▶ [ACTIVITY]: The pictures stay out; all of the data is to be printed exactly.

##### EXERCISE INPUT #####

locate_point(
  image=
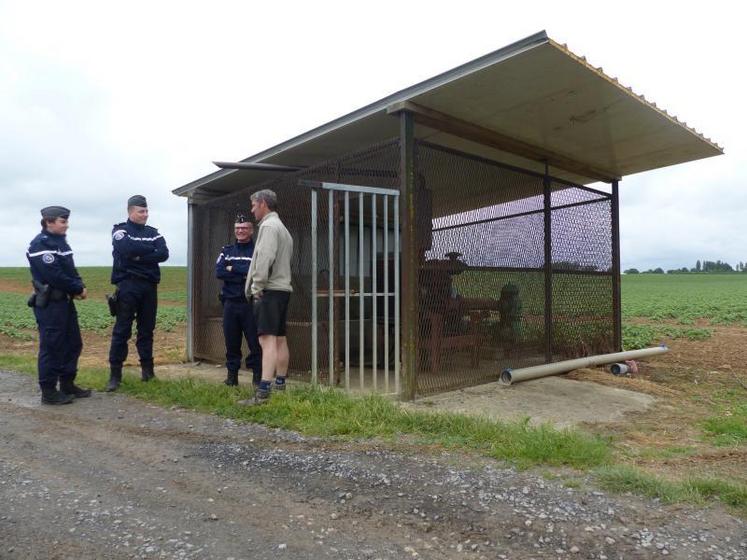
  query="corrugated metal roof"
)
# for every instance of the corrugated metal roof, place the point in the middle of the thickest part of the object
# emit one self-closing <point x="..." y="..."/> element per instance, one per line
<point x="537" y="99"/>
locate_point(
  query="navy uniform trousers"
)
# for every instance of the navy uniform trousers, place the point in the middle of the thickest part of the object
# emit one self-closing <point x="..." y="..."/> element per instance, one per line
<point x="137" y="300"/>
<point x="238" y="320"/>
<point x="60" y="343"/>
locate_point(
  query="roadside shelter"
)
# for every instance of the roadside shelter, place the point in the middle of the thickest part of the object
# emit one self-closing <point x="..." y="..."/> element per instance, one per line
<point x="460" y="226"/>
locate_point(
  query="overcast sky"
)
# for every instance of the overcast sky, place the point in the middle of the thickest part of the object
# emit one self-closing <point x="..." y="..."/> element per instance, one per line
<point x="102" y="100"/>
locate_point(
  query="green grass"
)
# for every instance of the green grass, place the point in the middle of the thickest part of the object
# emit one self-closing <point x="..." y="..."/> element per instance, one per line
<point x="692" y="490"/>
<point x="332" y="413"/>
<point x="17" y="319"/>
<point x="729" y="426"/>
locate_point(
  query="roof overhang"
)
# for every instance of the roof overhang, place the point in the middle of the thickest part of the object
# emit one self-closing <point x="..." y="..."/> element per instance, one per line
<point x="528" y="104"/>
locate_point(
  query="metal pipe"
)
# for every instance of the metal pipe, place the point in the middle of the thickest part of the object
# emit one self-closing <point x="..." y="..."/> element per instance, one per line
<point x="509" y="376"/>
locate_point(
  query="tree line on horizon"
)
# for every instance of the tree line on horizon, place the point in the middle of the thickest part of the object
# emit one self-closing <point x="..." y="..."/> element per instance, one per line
<point x="704" y="267"/>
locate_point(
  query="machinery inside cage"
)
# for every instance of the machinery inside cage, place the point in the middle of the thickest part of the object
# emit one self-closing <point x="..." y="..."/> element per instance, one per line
<point x="514" y="268"/>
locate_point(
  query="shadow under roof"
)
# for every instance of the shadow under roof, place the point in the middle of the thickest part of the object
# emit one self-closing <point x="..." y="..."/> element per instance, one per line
<point x="527" y="103"/>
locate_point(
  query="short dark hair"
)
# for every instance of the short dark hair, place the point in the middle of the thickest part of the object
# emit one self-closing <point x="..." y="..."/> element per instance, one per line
<point x="45" y="221"/>
<point x="268" y="196"/>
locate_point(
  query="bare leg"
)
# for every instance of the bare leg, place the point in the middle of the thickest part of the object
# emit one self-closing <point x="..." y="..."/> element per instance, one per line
<point x="283" y="356"/>
<point x="269" y="356"/>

#####

▶ [YOUR SOLUTION]:
locate_point(
  image=
  query="corrugated metal roof"
)
# for every instance of the corrugated metal roof, place the point in the middle of the thickest part of the object
# emit one self-closing <point x="..." y="..."/> element per instance, one per line
<point x="537" y="99"/>
locate_point(
  query="navy uniform trousers"
)
# for every instance of the navy uniform trousers, place the point in the middle of the thickest part of the object
# emit one self-closing <point x="..." y="..."/> element per instance, one per line
<point x="137" y="300"/>
<point x="238" y="320"/>
<point x="60" y="343"/>
locate_point(
  query="roadside shelter"
)
# for every instance of the roadside shelter, place the point in the middle of the thickest part of the object
# emit one self-closing <point x="..." y="..."/> element per instance, one per line
<point x="460" y="226"/>
locate_point(
  query="overcast sky"
)
# for every instance of the overcast sky, place the point in the middle of the thickest part of the object
# emit one self-closing <point x="..." y="..."/> element per instance, one per line
<point x="102" y="100"/>
locate_point(
  query="green grass"
)
# for every instance of the green grass, place the point in the middle of the thickest part of the object
# emit one self-closing <point x="..." y="..."/> element per instance, one per line
<point x="692" y="490"/>
<point x="332" y="413"/>
<point x="17" y="319"/>
<point x="729" y="426"/>
locate_point(
  query="roof overhang"
)
# for every instance of the roof overhang, place the point in the middle of the thickest part of the object
# emit one self-closing <point x="..." y="..."/> element per instance, one per line
<point x="528" y="104"/>
locate_point(
  query="metal pipe"
)
# for every instance of the metal pipe, place the point in the middle of the thickest part of the object
# emit one self-closing <point x="..." y="..."/> element per instance, one per line
<point x="509" y="376"/>
locate_point(
  query="tree line on horizon"
)
# for every instance of the tree line on horizon, place the point in the middle of the thickest part of the object
# emit one self-closing <point x="..." y="..."/> element per instance, one per line
<point x="704" y="267"/>
locate_point(
  query="machinery inside cage"
)
# for every instance of the machinery inside cage, place the point in the middle of the thickest part of the object
# emit one self-closing <point x="..." y="..."/> element per instance, one per line
<point x="514" y="268"/>
locate_point(
  query="shadow under roof"
)
# for every instance of the shadow under roof, place the point in the middle of the thickest part of the object
# emit one self-closing <point x="..." y="..."/> element per instance, one per line
<point x="527" y="103"/>
locate_point(
  query="short dark hair"
)
# for every instance of the short dark hair, place the point in the middle of the thickest part of the object
# emit one self-closing <point x="..." y="..."/> element per instance, one per line
<point x="45" y="221"/>
<point x="268" y="196"/>
locate_point(
  query="bare leg"
)
# for every instance of the bare leg, place the point in the middle of the thickest part of the object
# emit one self-closing <point x="..." y="..."/> element per instance, one per line
<point x="283" y="356"/>
<point x="269" y="356"/>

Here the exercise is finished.